== Teks Bacaan

FYI, penyeberangan ferry dari Pekanbaru menuju Pulau Bengkalis akan memakan waktu sekitar satu jam, membelah Selat Malaka. Seneng banget rasanya punya pengalaman nyeberang Selat Malaka. Di tengah laut atau perairan luas manapun, saya merasa kecil di hadapan Tuhan dan mahkluk lainnya. Merasa gak ada apa-apanya. In the middle of nowhere.

Air beriak tanda tak dalam. Air tenang tandanya dalam

Berdiri di lantai atas kapal, menikmati laut, ciptaan Tuhan, plus masuk angin. Anginnya kenceng booww.. Lautnya tenang, katanya kalo tenang artinya dalam. Pukul 16.00 WIB akhirnya sampailah kami di Pulau Bengkalis. Lega sekali. Rencana awalnya, kami bermaksud mampir ke rumah Asri. Namun karena sudah terlalu sore dan kami sudah harus bersiap untuk upacara akad nikah malam nanti, akhirnya kami langsung menuju hotel yang sudah disediakan. Namanya hotel Samudra. Lokasinya dekat dengan pantai. Di hotel, kami mandi, makan siang yang telat banget, dan siap-siap menuju akad nikah nanti malam.

Tepat pukul 19.00 WIB kami dijemput sama Pak Fendi untuk segera menuju lokasi perhelatan acara. Abis isya, Asri akan segera melaksanakan upacara akad nikah. Kami berlima diperlakukan bak tamu VVIP (geer gw, maap ya Asri :P). Tamu mana yang bisa punya akses bebas keluar masuk kamar pengantin dan menyaksikan mempelai cantik sedang dirias. Asri yang sudah cantik, jadi semakin cantik.

Foto di depan pelaminan Asri dan Mas Ibnu

Sama Asri 😀 Cantik banget kaannn

Aksesoris pengantin perempuan kali ini pun cukup beragam, dan hhmm…tampaknya agak berat. Iya gak, Sri? Hiasan kepalanya bertengger cantik dan terlihat mewah dikenakan Asri. Belum lagi rangkaian kalung, gelang, dan giwang yang menggantung. Tak lupa, lukisan terbuat dari henna yang menghias punggung tangan dan kakinya, makin melengkapi Asri menjadi ratu malam itu.

====

- _Ketentuan Latihan_
a - Dalam teks bacaan tentang perjalanan ke Pulau Bengkalis, apa nama hotel yang disediakan untuk rombongan?
b - Tuliskan lanjutan teks bacaan tentang pernikahan Asri di Pulau Bengkalis, mulai setelah kalimat terakhirnya.

== Entri yang Diekstrak

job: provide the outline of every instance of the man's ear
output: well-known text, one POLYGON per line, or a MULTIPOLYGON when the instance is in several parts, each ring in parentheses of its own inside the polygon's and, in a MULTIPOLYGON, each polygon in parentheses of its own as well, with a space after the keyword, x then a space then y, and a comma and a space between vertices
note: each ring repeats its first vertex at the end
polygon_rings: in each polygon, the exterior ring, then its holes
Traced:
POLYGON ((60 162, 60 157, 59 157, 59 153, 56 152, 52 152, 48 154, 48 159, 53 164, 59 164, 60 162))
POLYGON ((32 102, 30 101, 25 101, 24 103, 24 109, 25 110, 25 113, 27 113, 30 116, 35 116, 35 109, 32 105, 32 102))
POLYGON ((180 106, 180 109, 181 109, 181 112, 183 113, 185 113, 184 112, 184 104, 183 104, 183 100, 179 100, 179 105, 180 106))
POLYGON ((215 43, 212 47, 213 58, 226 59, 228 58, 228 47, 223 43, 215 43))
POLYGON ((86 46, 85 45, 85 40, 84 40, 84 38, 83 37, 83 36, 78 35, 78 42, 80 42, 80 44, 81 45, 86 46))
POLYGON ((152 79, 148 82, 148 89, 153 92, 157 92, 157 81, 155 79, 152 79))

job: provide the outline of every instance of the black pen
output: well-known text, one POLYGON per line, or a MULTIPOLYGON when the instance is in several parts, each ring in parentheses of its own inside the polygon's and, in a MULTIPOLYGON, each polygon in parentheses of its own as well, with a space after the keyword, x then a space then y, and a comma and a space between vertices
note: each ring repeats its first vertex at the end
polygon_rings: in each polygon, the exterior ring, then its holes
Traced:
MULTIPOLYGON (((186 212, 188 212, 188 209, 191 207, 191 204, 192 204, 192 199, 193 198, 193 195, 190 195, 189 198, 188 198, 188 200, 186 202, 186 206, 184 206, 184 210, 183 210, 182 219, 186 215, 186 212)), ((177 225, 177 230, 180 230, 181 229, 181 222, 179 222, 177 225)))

====

- _Jawaban Latihan_
a - Hotel Samudra.

b -
Tepat pukul 19.30 WIB, rombongan pengantin pria datang untuk mengucapkan ijab kabul. Adat di sini, kedua mempelai tidak duduk bersebelahan saat mengucapkan ijab kabul. Asri tetap di kamar pengantinnya, sementara calon suaminya duduk di ruang lain bersama dengan panghulu, wali nikah, dan para saksi. Sebelum ijab kabul, sang wali, ayah kandung Asri, masuk menuju kamar Asri dan menanyakan kesediaan Asri untuk dinikahi sang calon suami. Ah gak usah ditanya-tanya, pasti mau ya, Sri? hehehehe….

Prosesi ijab kabul kemudian terlaksana dengan khidmat. Sah sudah Asri menjadi istri dari Mas Ibnu. Selamat yaaaa..Happy to see you happy.

Acara selanjutnya sudah tentu yang paling ditunggu-tunggu yaitu acara makan malam hahahhaha…. Adalah suatu pengalaman baru bagi saya, dan mungkin teman-teman saya, bahwa makan malam disini tidak menganut sistem standing party. Sistem yang dianut adalah pesta duduk. Satu paket makanan (terdiri dari kerang masak sereh, ikan masak kecap, gulai sapi, gulai kambing, acar nanas, emping, dan kue kecil), diestafetkan kepada para tamu yang hadir. Satu paket makanan tersebut diestimasikan akan habis untuk 4 orang. Jadi, tiap 4 orang, akan ada satu paket menu baru lagi. Uniknya lagi, yang menyajikan makanan tersebut adalah kaum pria, beda dari budaya kebanyakan bahwa yang menyajikan makanan sudah tentu para wanita.

Jadi semua tamu duduk di bawah seperti ini untuk makan malamnya

Yang menyajikan adalah para bapak-bapaknya

Makanannya ditata

Ini set makanan yang bisa dimakan oleh 3-4 orang

Gak butuh waktu lama, makanan yang terhidang di depan kami ludes. Makan, menggunakan tangan dengan mencampur nasi dan lauk yang diambil, nikmat betul. Mau ambil nasi lagi pun dipersilahkan. Cita rasa makanan di sana pun cocok di lidah saya. Gulainya terlihat pedas, tapi ternyata tidak sepedas yang saya kira. Cenderung tidak pedas malah. Padahal kuahnya merekah merah. Favorit saya di menu itu kerang masak sereh dan ikan masak kecap.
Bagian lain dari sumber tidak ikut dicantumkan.